◆ Exercise brief:
Write out each of these lines exactly.

[Location identification lines]
begin

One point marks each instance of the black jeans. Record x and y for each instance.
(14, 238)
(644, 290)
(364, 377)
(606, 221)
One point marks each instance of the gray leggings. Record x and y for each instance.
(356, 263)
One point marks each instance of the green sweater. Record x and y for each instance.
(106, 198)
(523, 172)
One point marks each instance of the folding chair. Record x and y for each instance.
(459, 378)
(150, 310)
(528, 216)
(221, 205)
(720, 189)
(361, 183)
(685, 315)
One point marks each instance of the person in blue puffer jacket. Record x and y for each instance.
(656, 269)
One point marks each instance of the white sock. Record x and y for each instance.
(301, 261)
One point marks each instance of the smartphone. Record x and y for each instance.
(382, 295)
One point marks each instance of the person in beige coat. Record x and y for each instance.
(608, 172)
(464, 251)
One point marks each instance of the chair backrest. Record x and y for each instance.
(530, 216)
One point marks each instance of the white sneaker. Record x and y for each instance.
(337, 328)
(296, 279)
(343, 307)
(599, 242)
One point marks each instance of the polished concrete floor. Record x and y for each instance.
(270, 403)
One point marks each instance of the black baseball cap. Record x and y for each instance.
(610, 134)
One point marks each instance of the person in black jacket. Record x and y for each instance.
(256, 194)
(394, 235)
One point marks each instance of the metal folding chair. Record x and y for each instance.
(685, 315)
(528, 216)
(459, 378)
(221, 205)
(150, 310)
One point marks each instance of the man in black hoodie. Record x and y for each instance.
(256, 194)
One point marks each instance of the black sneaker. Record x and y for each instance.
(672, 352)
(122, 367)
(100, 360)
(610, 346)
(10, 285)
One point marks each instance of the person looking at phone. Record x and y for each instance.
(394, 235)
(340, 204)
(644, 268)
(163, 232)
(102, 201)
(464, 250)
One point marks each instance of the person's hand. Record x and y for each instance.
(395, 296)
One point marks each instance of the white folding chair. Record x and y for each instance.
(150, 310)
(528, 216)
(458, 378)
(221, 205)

end

◆ Solved problem:
One point marks each instance of the black jeans. Record x and y for each instance.
(14, 238)
(644, 290)
(364, 377)
(606, 221)
One point marks each instance of the gray leggings. Record x and y for each instance.
(356, 263)
One point marks each instance of the green sweater. Record x and y for each instance.
(106, 198)
(523, 172)
One point marks each instance of the folding chair. Record x and y for each instance.
(459, 378)
(150, 310)
(528, 216)
(221, 205)
(720, 189)
(361, 183)
(685, 315)
One point marks each instance of the person in blue puffer jacket. Record x and y for each instance.
(656, 269)
One point marks each instance of the white sock. Record x and y for each instance.
(301, 261)
One point marks each instance of the smartphone. Record x and y for each instance.
(382, 295)
One point marks each instance of the person in beige coat. Record x and y for each instance.
(608, 172)
(464, 251)
One point marks each instance of the chair backrest. Record x and y for each instance.
(530, 216)
One point marks each instance of the white sneaker. Record x and y for each instance.
(337, 328)
(296, 279)
(343, 307)
(599, 242)
One point marks each instance of the polished concrete floor. Record x and y for each instance.
(270, 403)
One point marks each instance of the black baseball cap. Record x and y for each instance.
(610, 134)
One point marks each instance of the person in black jacket. Record x and y for each instance.
(256, 194)
(394, 235)
One point marks each instance of the metal folding chair. Record x and y for each instance.
(685, 315)
(528, 216)
(459, 378)
(221, 205)
(150, 310)
One point marks each instance of the man in black hoodie. Record x and y for each instance.
(256, 194)
One point marks each instance of the black sneaker. Record x and y for each instance.
(672, 352)
(122, 367)
(100, 360)
(610, 346)
(10, 285)
One point marks each instance of the person looking at phone. Record x and y for each instance.
(394, 235)
(340, 204)
(644, 268)
(163, 232)
(102, 201)
(464, 250)
One point marks each instance of the person's hand. Record x and y for each instance.
(395, 296)
One point marks each instance of the white folding chair. Record x and y for each instance.
(150, 310)
(528, 216)
(458, 378)
(221, 205)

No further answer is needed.